> [What you are asked to do]
Return every line of the items below as a JSON array of strings, one string per line, with blank lines omitted.
===== Record set =====
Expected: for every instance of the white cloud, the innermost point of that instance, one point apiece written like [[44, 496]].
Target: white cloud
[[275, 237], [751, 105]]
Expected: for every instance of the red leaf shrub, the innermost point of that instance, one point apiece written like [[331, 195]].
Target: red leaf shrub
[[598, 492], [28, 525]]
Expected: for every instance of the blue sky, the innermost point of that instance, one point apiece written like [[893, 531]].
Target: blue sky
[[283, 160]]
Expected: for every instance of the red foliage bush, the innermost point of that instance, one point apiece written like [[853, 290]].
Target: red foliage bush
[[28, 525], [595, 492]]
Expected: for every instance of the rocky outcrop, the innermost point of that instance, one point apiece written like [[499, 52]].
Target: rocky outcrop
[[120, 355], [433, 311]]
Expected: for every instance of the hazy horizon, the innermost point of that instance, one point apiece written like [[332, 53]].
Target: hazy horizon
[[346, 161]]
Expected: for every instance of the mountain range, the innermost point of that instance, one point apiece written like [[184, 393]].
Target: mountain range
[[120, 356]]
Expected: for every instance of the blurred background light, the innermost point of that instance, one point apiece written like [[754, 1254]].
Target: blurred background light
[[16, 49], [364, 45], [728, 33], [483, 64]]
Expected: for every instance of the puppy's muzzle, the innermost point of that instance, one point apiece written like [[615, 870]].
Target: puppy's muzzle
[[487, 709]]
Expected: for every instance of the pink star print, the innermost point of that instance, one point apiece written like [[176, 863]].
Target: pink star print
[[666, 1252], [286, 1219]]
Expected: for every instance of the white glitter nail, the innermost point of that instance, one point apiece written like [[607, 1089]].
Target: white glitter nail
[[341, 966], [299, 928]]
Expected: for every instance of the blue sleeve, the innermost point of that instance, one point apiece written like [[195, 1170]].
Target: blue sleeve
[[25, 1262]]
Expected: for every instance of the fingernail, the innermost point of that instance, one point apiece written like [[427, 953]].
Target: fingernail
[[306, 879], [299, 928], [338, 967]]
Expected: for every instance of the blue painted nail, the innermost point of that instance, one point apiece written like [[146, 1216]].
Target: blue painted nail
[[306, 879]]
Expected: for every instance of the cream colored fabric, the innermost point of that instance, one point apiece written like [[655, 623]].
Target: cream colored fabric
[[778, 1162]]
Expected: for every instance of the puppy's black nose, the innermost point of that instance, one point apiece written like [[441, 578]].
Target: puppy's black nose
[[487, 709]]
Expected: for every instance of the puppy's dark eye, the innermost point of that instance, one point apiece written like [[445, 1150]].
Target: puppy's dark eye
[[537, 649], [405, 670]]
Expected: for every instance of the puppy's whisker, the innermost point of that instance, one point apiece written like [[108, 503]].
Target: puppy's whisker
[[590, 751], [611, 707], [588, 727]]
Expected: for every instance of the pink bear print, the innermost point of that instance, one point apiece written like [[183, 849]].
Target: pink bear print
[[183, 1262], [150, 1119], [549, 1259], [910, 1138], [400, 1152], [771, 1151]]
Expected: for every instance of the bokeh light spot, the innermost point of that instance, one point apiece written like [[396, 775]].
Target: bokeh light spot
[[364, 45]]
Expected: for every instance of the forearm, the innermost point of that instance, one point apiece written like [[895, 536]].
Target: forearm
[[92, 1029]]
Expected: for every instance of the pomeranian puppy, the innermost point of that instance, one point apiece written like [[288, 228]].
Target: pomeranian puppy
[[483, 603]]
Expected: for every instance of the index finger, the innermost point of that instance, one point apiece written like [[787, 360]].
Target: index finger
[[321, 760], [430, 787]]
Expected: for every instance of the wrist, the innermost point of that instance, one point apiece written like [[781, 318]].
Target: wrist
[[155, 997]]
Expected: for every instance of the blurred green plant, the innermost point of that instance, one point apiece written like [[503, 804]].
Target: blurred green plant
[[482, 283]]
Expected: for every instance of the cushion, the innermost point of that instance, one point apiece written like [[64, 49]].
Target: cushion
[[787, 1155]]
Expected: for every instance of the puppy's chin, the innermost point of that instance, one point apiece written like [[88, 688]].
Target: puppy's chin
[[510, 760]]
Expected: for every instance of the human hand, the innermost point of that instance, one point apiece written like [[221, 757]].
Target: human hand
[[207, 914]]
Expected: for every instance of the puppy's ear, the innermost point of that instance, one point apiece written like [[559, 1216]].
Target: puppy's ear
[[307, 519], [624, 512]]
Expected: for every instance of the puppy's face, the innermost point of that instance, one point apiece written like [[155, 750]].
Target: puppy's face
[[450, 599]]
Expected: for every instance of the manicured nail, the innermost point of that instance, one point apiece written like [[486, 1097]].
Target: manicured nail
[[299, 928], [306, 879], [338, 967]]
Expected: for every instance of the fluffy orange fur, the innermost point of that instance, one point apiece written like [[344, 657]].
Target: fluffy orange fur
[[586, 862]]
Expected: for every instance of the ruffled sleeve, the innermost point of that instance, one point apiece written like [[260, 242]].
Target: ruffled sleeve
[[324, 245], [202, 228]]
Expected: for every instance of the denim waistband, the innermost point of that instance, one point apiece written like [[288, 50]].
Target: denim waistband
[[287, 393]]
=====
> [Final result]
[
  "Expected: for every instance of the white cloud, the innermost point of that instance, one point apiece written like [[44, 496]].",
  "Target: white cloud",
  "[[275, 237], [751, 105]]",
  "Expected: for every instance of the red leaf shrub, the innermost point of that instance, one point apiece written like [[331, 195]].",
  "Target: red leaf shrub",
  "[[598, 492], [28, 525]]",
  "Expected: for every instance of the blue sky, the innermost point of that instance, one point apiece written like [[893, 531]].",
  "Target: blue sky",
  "[[283, 160]]",
  "Expected: for every instance of the red foliage bush, the innermost point of that instance, one point apiece written like [[853, 290]].",
  "Target: red foliage bush",
  "[[28, 525], [595, 492]]",
  "Expected: for every instance of the rocky outcrop, the innermost point of that instance, one point apiece written like [[499, 52]].",
  "Target: rocky outcrop",
  "[[120, 355], [433, 311]]",
  "Expected: for every instance of the hazy horizon, the innermost point of that instance, one point apiece written like [[332, 53]].",
  "Target: hazy horizon",
  "[[346, 161]]",
  "Expected: for every instance of the mountain range, the innermost point of that instance, one point apiece written like [[184, 393]].",
  "Target: mountain range",
  "[[120, 356]]",
  "Expected: for every instance of the blurred background light, the innermost point of that instance, one point apiece written like [[754, 1254]].",
  "Target: blurred background light",
  "[[16, 49], [364, 45], [728, 33], [483, 64]]",
  "Expected: for every instance of the puppy's muzzle, the innermost point of that instance, one point apiece written like [[615, 870]].",
  "Target: puppy's muzzle",
  "[[487, 709]]",
  "Expected: for every instance of the pink star print, the innermost point of that instance, one point apiece written like [[176, 863]].",
  "Target: pink star print",
  "[[666, 1252], [286, 1219]]",
  "Expected: for every instance of the white glitter nail, the innermost point of that instance, one point apiece written like [[607, 1089]].",
  "Target: white glitter nail",
  "[[341, 966], [299, 928]]",
  "Expected: for every instance of the blue sleeve, the innermost point of that instance, one point apiece written like [[195, 1170]].",
  "Target: blue sleeve",
  "[[25, 1262]]",
  "Expected: for every instance of the fingernail, the innermost point of that instance, one point apiece written like [[427, 953]].",
  "Target: fingernail",
  "[[306, 879], [299, 928], [338, 967]]",
  "Expected: for every instance of the blue painted nail, the innermost point of that instance, one point apiece written like [[146, 1216]].",
  "Target: blue painted nail",
  "[[306, 879]]",
  "Expected: for every instance of the cream colored fabric, the innermost point of that instance, one point apiece written like [[655, 623]].",
  "Target: cream colored fabric",
  "[[778, 1162]]",
  "Expected: for every instance of the puppy's black nose, the innermost point of that instance, one point apiece written like [[441, 578]].",
  "Target: puppy's black nose",
  "[[487, 709]]",
  "Expected: for every instance of the puppy's dark eye, the innermost point of that instance, one point apiece written like [[445, 1150]].",
  "Target: puppy's dark eye",
  "[[537, 649], [405, 670]]",
  "Expected: for every instance of the puppy's whisker, the innermost point of that instance, one point apiece written like [[108, 503]].",
  "Target: puppy's whisker",
  "[[590, 751], [611, 707], [588, 727]]",
  "Expected: for every instance of the pink bear print, the innermost point of that instance, one point apiece written like [[183, 849]].",
  "Target: pink bear print",
  "[[183, 1262], [150, 1119], [549, 1259], [910, 1138], [400, 1152], [771, 1151]]",
  "Expected: for every instance of the bokeh light spot, the innermost point of that instance, one point apiece written like [[396, 775]].",
  "Target: bokeh light spot",
  "[[364, 45]]",
  "Expected: for every instance of the forearm, the innermost point of that instance, one point apiece written like [[895, 536]].",
  "Target: forearm",
  "[[92, 1029]]",
  "Expected: for every instance of the pomeranian puppy, the innermost point of that instance, one point apiece written like [[288, 228]].",
  "Target: pomeranian puppy",
  "[[483, 603]]",
  "Expected: for every instance of the index finger, the innermost point of that instance, one point apiece written like [[787, 360]].",
  "Target: index finger",
  "[[321, 760], [430, 787]]",
  "Expected: for every instance of the wrist, the innermost point of that instance, one point apiece written like [[781, 318]].",
  "Target: wrist",
  "[[155, 997]]",
  "Expected: for every instance of the blurred green plant, the innermost point of that instance, one point apiece written like [[503, 804]].",
  "Target: blurred green plant",
  "[[482, 283]]",
  "Expected: for every instance of the cushion, the innermost point of that instance, one point apiece written like [[64, 49]].",
  "Target: cushion",
  "[[787, 1155]]",
  "Expected: for every instance of the puppy's chin, the innermost point of that instance, one point apiece written like [[88, 688]].",
  "Target: puppy's chin",
  "[[510, 760]]",
  "Expected: for every instance of the human hand, the innermost point of that instance, one point apiece written like [[221, 757]].",
  "Target: human hand",
  "[[207, 914]]",
  "Expected: for every instance of the puppy's ear, the innermost point of that instance, one point apiece written like [[559, 1216]].",
  "Target: puppy's ear",
  "[[307, 519], [624, 512]]",
  "Expected: for every instance of the puppy's face, the innermost point of that instance, one point apiece written like [[155, 750]].",
  "Target: puppy's face",
  "[[450, 599]]",
  "Expected: for every instance of the manicured nail, the innermost point of that instance, one point apiece written like [[486, 1097]].",
  "Target: manicured nail",
  "[[299, 928], [306, 879], [338, 967]]",
  "Expected: for every instance of the fluffy orange fur, the innermost point of that instance, one point apiece written like [[344, 657]].",
  "Target: fluffy orange fur",
  "[[586, 862]]",
  "Expected: for every instance of the ruffled sleeve, the innermost point of that instance, one point apiece written like [[260, 242]].",
  "Target: ruffled sleeve",
  "[[324, 245], [202, 228]]",
  "Expected: for every instance of the denim waistband, the innermost point of that instance, one point apiece written like [[288, 50]].",
  "Target: denim waistband",
  "[[287, 393]]"
]